Your assignment →
Search the material below for the word "jersey". Copy every line where it is found.

── Dataset content

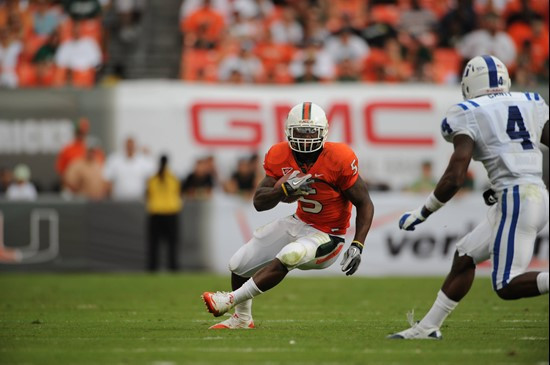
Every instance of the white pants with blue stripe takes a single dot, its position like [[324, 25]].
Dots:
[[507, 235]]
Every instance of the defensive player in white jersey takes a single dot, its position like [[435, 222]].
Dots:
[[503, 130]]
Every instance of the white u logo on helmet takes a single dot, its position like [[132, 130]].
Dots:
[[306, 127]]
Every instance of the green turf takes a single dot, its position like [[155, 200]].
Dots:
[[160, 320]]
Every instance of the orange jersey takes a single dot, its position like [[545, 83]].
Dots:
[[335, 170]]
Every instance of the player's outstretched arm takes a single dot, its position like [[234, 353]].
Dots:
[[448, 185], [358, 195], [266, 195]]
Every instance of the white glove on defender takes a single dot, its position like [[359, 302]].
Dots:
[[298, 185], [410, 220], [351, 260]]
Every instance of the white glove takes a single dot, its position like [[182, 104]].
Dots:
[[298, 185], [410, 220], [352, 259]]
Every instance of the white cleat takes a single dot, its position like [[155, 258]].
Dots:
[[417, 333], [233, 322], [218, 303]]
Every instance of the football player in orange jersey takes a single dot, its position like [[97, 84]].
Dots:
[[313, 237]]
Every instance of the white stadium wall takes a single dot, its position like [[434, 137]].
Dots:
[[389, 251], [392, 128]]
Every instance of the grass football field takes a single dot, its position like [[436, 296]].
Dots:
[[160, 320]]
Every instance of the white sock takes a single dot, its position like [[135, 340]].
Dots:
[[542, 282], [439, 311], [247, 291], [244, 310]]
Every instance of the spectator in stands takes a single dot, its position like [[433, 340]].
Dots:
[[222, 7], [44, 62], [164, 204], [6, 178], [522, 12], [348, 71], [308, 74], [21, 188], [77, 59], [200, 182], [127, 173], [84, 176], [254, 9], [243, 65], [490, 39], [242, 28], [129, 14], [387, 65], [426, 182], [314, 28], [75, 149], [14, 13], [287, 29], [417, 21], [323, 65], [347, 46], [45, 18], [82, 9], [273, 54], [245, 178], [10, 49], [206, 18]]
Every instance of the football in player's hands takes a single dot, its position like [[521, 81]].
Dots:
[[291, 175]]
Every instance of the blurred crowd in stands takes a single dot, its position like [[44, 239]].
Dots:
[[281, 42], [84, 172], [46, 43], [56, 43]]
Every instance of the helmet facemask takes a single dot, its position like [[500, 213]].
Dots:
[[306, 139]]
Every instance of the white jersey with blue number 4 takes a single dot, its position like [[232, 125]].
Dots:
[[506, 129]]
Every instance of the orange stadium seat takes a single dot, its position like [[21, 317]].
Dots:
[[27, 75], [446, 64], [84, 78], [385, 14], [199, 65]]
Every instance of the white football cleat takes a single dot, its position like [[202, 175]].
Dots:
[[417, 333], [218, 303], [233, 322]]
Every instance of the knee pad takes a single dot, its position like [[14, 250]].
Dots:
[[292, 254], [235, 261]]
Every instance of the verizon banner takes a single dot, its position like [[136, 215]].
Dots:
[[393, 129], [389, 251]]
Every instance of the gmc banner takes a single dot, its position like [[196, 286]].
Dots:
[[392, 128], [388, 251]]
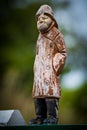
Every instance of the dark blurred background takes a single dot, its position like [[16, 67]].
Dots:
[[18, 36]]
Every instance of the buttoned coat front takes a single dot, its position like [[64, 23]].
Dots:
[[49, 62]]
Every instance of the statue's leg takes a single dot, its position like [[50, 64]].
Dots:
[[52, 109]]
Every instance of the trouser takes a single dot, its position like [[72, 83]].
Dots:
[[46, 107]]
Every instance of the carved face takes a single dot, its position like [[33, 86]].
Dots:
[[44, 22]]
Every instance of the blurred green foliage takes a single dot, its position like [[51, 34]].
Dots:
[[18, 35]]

────
── Dataset content

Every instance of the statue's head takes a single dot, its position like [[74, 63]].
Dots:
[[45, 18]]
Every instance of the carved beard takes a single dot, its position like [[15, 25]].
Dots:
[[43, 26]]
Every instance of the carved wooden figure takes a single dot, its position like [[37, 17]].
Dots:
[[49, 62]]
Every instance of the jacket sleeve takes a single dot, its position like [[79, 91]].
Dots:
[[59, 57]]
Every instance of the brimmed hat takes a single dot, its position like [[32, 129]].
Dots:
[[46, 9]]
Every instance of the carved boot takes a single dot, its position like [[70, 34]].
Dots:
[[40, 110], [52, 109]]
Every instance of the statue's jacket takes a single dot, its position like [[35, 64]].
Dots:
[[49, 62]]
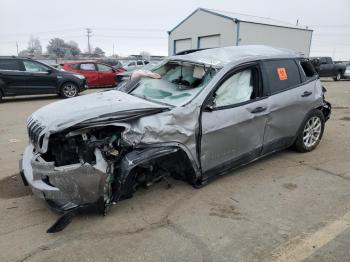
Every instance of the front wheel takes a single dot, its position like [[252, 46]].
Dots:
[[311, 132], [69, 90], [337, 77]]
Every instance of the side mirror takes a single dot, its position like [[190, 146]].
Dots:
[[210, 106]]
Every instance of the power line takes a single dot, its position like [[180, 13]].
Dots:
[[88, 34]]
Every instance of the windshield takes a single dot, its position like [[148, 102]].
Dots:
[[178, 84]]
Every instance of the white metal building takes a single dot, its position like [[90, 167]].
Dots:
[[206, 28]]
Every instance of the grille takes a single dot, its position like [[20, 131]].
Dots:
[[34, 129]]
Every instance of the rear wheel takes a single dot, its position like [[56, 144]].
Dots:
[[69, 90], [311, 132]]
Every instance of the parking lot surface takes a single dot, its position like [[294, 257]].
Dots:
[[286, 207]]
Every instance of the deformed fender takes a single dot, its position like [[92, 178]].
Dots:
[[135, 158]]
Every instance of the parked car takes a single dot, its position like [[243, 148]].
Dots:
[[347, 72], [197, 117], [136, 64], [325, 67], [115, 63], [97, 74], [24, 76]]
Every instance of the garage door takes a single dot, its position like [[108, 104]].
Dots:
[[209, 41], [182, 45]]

────

Output of the exercise →
Every instance of the defensive player in white jersey takes a single dot, its position like [[435, 222]].
Every instance of the orange jersey takes a single dot, its position like [[545, 83]].
Every instance of the football player in orange jersey takes a single dot, its position like [[97, 84]].
Every instance of the white jersey with blue number 4 takes a single dot, its position like [[232, 125]].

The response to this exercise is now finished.